— Begin Quoted text —

We have one couple who are mutual friends. He has known the DH for many years as they worked and then lived together when single. Us girlfriends came along and we all live in a flat together for a while before marrying and buying our own houses.
The wife and I have been in contact since we separated and she knows what has happened (OW and introducing the children to her 4 weeks after we split plus other stuff like him being nasty about money etc). This level of contact is usual for us. They have not had much contact with him as he hasn't returned their contact.
STBX has just messaged to say that he cant have the children on one of his two contact days next week as he is seeing them instead. He has form for dropping the children - again they know this.
I was at first upset that they are going out for a meal with him but soon got over that as they are friends with him too. What I can't get over is that the OW is also going.
I just feel utterly betrayed by this and I don't know if I am being unreasonable in feeling this way or how to handle it.

— End Quoted text —
— Begin Available data —

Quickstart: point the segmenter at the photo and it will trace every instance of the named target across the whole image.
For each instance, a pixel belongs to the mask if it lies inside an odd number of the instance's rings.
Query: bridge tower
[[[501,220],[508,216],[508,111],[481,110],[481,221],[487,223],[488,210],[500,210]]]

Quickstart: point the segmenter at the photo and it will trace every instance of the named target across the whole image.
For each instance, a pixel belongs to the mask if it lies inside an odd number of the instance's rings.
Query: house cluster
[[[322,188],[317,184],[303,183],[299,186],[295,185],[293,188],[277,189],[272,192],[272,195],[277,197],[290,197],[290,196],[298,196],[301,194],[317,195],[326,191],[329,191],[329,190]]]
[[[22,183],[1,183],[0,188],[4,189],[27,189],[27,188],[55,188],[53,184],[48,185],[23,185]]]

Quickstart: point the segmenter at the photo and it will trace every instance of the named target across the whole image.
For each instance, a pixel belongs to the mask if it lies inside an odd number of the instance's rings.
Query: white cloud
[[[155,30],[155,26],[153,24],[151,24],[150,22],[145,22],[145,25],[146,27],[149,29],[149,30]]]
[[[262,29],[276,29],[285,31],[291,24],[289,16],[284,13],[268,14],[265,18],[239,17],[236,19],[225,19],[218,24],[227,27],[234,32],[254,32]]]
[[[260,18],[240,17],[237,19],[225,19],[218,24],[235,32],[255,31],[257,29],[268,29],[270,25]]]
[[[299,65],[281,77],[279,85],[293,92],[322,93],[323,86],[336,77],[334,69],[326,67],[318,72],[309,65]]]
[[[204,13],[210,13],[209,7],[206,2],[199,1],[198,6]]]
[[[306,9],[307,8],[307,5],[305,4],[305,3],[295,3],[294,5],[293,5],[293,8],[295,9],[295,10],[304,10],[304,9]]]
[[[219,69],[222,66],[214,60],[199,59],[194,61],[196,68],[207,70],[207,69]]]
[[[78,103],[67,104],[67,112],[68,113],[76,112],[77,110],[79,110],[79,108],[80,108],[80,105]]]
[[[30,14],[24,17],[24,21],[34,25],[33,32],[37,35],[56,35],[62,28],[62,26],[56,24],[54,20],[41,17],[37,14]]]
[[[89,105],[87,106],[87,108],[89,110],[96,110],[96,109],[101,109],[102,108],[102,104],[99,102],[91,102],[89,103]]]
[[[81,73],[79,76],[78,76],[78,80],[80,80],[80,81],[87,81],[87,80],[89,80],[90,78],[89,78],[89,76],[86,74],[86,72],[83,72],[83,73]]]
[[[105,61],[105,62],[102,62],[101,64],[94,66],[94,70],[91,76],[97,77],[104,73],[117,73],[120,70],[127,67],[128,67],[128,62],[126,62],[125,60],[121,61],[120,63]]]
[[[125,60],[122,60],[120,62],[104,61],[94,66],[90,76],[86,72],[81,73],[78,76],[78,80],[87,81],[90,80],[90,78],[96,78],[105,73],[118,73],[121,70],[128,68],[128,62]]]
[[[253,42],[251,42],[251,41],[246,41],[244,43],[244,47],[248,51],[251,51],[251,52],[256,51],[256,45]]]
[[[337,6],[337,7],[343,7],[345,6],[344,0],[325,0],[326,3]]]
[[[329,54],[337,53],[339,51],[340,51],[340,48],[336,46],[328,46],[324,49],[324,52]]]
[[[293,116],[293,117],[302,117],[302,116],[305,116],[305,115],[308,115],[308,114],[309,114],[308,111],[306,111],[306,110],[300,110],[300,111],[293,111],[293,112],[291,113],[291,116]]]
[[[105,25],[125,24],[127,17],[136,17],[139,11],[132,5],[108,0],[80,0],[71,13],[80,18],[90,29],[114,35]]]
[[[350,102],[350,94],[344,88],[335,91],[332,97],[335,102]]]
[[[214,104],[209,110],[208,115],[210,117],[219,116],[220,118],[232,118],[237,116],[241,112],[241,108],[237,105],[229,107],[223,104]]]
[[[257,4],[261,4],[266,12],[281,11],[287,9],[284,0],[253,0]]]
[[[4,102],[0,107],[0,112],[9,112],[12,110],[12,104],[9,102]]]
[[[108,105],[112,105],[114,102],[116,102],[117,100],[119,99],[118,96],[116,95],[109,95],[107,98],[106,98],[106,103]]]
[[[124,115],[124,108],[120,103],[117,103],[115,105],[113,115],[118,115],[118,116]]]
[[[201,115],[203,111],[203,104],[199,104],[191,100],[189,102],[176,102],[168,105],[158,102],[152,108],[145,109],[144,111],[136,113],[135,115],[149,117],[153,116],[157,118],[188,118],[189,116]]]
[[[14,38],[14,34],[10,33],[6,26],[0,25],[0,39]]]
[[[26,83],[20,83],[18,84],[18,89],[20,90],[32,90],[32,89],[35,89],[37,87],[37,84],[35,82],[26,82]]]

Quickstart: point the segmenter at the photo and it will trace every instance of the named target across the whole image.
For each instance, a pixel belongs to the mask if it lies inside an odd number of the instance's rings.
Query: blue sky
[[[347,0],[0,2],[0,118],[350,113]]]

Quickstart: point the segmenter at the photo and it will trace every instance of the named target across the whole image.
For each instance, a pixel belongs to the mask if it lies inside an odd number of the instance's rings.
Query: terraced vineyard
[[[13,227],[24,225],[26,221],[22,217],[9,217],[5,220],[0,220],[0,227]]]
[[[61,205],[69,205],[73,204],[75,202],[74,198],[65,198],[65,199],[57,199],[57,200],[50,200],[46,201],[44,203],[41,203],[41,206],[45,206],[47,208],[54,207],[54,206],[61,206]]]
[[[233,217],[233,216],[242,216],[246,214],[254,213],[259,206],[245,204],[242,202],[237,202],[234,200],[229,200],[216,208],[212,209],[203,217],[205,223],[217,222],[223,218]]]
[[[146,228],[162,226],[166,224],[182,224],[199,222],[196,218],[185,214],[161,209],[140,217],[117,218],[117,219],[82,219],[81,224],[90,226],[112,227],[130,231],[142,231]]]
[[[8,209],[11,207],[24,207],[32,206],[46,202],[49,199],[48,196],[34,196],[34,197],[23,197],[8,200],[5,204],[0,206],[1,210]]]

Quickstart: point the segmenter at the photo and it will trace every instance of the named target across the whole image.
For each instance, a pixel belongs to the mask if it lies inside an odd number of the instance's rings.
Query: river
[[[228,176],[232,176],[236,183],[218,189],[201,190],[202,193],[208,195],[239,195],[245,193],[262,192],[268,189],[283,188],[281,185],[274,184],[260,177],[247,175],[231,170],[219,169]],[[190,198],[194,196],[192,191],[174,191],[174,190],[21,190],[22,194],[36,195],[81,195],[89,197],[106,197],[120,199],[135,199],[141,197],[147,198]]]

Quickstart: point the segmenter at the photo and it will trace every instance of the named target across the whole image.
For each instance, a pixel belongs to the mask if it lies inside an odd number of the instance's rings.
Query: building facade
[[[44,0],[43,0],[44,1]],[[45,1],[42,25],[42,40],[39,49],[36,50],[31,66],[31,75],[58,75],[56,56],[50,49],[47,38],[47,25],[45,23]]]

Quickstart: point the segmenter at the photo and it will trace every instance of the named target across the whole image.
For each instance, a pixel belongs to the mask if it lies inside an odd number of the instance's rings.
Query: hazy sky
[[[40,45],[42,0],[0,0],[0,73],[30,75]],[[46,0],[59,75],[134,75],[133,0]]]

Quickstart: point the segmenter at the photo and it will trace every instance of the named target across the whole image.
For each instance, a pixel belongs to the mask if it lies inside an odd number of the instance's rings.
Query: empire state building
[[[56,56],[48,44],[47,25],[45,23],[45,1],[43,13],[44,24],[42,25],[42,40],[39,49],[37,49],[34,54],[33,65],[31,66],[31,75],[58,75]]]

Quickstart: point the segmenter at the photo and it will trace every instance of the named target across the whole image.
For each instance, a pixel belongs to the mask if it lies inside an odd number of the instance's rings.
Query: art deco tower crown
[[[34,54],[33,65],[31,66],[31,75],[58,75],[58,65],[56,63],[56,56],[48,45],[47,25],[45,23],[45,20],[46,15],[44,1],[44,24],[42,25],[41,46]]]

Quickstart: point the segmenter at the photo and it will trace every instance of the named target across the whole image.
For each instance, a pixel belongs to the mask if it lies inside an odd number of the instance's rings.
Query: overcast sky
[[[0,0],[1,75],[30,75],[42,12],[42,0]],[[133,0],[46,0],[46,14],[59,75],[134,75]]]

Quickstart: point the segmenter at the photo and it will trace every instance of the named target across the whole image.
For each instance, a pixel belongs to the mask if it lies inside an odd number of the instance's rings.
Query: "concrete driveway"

— End Available data —

## Prompt 1
Quote the post about the mutual friends word for word, from "We have one" up to and including "returned their contact.".
## Prompt 2
Pick out every line of the listing that contains the string "Query".
The listing has no connection to the post.

## Complete output 1
We have one couple who are mutual friends. He has known the DH for many years as they worked and then lived together when single. Us girlfriends came along and we all live in a flat together for a while before marrying and buying our own houses.
The wife and I have been in contact since we separated and she knows what has happened (OW and introducing the children to her 4 weeks after we split plus other stuff like him being nasty about money etc). This level of contact is usual for us. They have not had much contact with him as he hasn't returned their contact.

## Complete output 2
Query: bridge tower
Query: house cluster
Query: white cloud
Query: blue sky
Query: terraced vineyard
Query: river
Query: building facade
Query: hazy sky
Query: empire state building
Query: art deco tower crown
Query: overcast sky
Query: "concrete driveway"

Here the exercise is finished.